— TRY IT —
Scan the listing for the word "sofa", and copy out each line where it is found.
:: RECORDED DATA
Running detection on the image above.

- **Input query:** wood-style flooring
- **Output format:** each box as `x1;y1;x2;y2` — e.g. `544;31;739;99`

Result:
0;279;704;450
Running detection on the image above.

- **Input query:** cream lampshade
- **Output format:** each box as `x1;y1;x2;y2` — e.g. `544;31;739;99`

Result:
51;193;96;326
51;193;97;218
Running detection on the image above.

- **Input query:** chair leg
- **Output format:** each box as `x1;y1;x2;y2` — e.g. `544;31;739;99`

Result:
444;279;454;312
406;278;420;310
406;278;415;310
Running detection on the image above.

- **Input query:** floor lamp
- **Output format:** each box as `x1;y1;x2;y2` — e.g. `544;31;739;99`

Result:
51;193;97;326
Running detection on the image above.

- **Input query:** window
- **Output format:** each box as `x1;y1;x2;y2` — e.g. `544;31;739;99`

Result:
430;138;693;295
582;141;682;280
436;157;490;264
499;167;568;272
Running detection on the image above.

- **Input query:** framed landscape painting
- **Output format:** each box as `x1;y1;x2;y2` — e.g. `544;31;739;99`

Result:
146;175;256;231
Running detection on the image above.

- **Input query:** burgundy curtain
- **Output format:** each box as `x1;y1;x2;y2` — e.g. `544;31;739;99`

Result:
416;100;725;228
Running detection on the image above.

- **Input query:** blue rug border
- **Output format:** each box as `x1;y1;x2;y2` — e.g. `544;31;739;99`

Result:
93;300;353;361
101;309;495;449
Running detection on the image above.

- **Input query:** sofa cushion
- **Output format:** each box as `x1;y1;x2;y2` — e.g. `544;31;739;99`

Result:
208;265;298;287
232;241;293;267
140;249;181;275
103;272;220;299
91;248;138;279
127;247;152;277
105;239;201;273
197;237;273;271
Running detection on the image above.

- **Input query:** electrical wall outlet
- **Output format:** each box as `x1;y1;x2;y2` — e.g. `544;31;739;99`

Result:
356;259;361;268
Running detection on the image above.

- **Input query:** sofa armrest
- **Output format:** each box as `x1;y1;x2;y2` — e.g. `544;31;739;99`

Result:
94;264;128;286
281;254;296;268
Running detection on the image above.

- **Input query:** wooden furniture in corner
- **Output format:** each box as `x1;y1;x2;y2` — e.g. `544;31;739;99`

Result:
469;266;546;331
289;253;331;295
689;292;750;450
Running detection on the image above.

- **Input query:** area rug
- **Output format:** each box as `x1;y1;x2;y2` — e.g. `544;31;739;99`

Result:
::::
— ANSWER SECTION —
- **Input query:** sofa cushion
- **Input query:** sofa armrest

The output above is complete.